● YOUR INSTRUCTIONS
The full set of entries below is to be returned unchanged.

● Point localization data
++++++++

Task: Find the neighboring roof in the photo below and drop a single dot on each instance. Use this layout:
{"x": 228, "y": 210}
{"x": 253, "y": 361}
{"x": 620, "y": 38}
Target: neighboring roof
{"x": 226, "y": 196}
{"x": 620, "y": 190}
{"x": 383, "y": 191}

++++++++

● ANSWER TO THE EXERCISE
Task: Find the neighboring roof in the photo below and drop a single dot on each instance. Use this layout:
{"x": 228, "y": 210}
{"x": 253, "y": 361}
{"x": 620, "y": 38}
Target: neighboring roof
{"x": 226, "y": 196}
{"x": 620, "y": 190}
{"x": 383, "y": 191}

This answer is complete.